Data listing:
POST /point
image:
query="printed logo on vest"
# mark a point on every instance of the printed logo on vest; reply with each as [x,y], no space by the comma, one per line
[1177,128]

▸ **Problem requirements**
Reproduce every line of the records above verbatim, preserving their order and punctuation.

▸ **Written answer**
POST /point
image:
query="printed logo on vest"
# mark a point on every instance of the printed logo on vest; reply with each as [x,y], no space by the comma, one per line
[1177,128]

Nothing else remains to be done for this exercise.